=== Begin Enclosure ===
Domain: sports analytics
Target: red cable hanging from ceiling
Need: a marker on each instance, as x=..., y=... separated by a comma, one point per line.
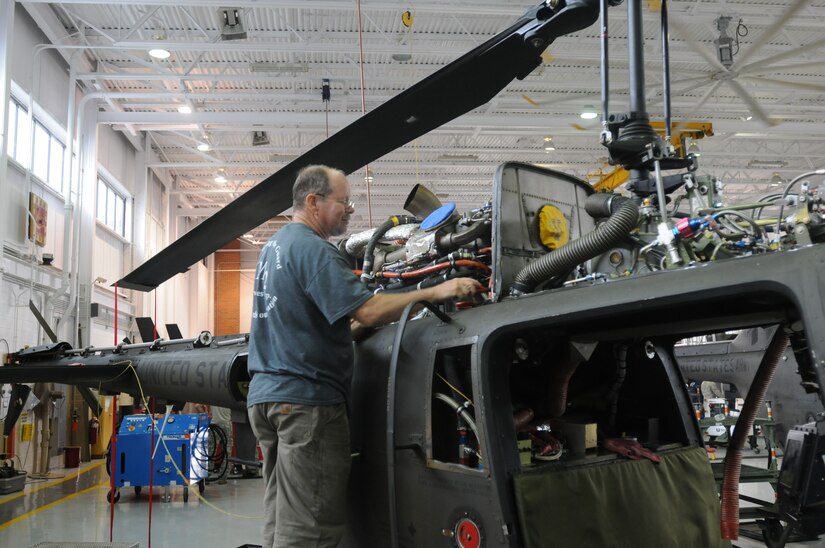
x=367, y=178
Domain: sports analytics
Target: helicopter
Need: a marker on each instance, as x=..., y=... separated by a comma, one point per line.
x=553, y=411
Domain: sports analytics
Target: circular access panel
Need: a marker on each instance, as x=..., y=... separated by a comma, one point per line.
x=467, y=533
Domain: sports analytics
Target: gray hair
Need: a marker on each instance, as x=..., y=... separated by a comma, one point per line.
x=312, y=179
=== End Enclosure ===
Task description: Please copy, exactly as written, every line in the listing above from the line with "Target: circular access panel" up to and including the line with "Target: gray hair".

Solution to this task:
Target: circular access panel
Need: a marker on each instance, as x=..., y=... separated by a comma, one point per line.
x=467, y=533
Domain: sports analytics
Target: gray hair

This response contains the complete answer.